> **Document excerpt**
════════

Verification (Online)

This page demonstrates how to run Verification on a short audio file using synchronous speech verification.

SSynchronous Speech Verification returns the analyzed targets for short audio. The maximum audio length we support is 60 seconds; however, we recommend supplying shorter files.

The Cloud Verification v1 is officially released and is generally available from the https://api.soapboxlabs.com/v1/speech/verification endpoint.

Getting Started

Permitted Audio

Make sure to review the documentation around Audio Encoding and Best Practices.

RESTful Web Service

Review the SoapBox Cloud Web Service documentation to familiarise yourself with the concepts involved.

Verification Concepts

Familiarise yourself with the concepts of Speech Verification.

Authentication

Review the Web Service Authentication documentation.

Sending a Cloud Speech Verification Request

Once authenticated, Speech Verification requests should be sent via HTTPS to:

https://api.soapboxlabs.com/v1/speech/verification

Requests should be sent to this endpoint via an HTTPS POST request. The following parameters should be specified for a successful response:

file

The Audio File to be analysed

category

The target utterance/prompt to check for within the audio file.
We try to align the speech contained in the audio file to this text and return a score.

════════

> **What to work on**
1 - For each statement, say yes or no according to the speech verification page, and quote the words that decide it. (a) The longest audio supported is 60 seconds. (b) Verification requests are sent with an HTTPS GET request. (c) The category parameter names the audio file to be analyzed.
2 - Shorten the paragraph of the speech verification page that begins "The Cloud Verification v1 is officially released" to a single brief sentence that keeps its main facts.
3 - Reproduce the speech verification page word for word, everything from "RESTful Web Service" down to "Service Authentication documentation.".

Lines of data

════════

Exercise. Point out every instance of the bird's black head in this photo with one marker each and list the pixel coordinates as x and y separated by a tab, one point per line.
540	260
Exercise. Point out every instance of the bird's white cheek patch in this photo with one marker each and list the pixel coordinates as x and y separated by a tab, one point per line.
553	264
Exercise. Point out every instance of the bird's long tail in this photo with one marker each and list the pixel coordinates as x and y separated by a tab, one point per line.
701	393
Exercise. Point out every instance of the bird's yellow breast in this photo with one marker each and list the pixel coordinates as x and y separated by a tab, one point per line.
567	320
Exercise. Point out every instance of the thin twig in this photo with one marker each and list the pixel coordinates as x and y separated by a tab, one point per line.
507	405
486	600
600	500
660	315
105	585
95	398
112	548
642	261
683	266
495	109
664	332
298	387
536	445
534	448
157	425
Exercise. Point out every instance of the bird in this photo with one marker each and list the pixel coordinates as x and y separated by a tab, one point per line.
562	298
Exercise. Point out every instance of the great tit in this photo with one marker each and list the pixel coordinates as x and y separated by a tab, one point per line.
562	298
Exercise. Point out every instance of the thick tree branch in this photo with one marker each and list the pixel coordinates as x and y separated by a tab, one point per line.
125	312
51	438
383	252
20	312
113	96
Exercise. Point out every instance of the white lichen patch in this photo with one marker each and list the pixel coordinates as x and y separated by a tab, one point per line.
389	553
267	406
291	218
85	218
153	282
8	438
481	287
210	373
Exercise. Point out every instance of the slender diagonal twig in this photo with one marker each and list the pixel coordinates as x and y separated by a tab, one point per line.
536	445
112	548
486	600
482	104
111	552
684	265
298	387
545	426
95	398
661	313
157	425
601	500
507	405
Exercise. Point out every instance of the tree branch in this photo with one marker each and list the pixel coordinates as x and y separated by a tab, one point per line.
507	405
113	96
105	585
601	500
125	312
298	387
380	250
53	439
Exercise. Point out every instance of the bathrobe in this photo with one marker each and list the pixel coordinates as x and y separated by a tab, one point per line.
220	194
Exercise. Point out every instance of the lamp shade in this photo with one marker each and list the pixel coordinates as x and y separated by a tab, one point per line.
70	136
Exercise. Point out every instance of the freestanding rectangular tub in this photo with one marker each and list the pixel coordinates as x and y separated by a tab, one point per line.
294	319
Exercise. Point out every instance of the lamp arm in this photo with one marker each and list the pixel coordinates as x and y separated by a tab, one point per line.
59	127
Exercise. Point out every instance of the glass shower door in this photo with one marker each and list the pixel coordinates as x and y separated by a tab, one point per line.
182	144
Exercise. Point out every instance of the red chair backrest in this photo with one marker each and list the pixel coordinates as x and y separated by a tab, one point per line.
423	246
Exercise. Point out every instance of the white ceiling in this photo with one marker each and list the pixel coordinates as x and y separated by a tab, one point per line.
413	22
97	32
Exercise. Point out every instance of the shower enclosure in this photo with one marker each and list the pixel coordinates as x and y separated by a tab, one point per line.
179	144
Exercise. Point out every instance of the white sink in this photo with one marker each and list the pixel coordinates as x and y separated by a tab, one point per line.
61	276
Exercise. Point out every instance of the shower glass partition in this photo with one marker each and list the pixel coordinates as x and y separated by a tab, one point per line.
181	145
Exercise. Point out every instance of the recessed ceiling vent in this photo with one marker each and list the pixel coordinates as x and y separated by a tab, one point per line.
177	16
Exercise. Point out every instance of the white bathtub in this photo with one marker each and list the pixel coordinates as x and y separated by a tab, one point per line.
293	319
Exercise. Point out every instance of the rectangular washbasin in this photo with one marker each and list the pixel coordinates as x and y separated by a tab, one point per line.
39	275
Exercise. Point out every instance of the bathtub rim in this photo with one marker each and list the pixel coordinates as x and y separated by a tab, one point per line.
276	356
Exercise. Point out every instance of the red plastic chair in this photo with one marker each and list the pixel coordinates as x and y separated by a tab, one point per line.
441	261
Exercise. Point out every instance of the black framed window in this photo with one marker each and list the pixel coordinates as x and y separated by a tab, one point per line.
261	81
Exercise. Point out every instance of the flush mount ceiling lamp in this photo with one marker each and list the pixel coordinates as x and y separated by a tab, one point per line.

════════

> **Task responses**
1 -
(a) Yes: "The maximum audio length we support is 60 seconds"
(b) No: "Requests should be sent to this endpoint via an HTTPS POST request."
(c) No: "The target utterance/prompt to check for within the audio file."

2 - Cloud Verification v1 is released and generally available at https://api.soapboxlabs.com/v1/speech/verification.

3 -
RESTful Web Service

Review the SoapBox Cloud Web Service documentation to familiarise yourself with the concepts involved.

Verification Concepts

Familiarise yourself with the concepts of Speech Verification.

Authentication

Review the Web Service Authentication documentation.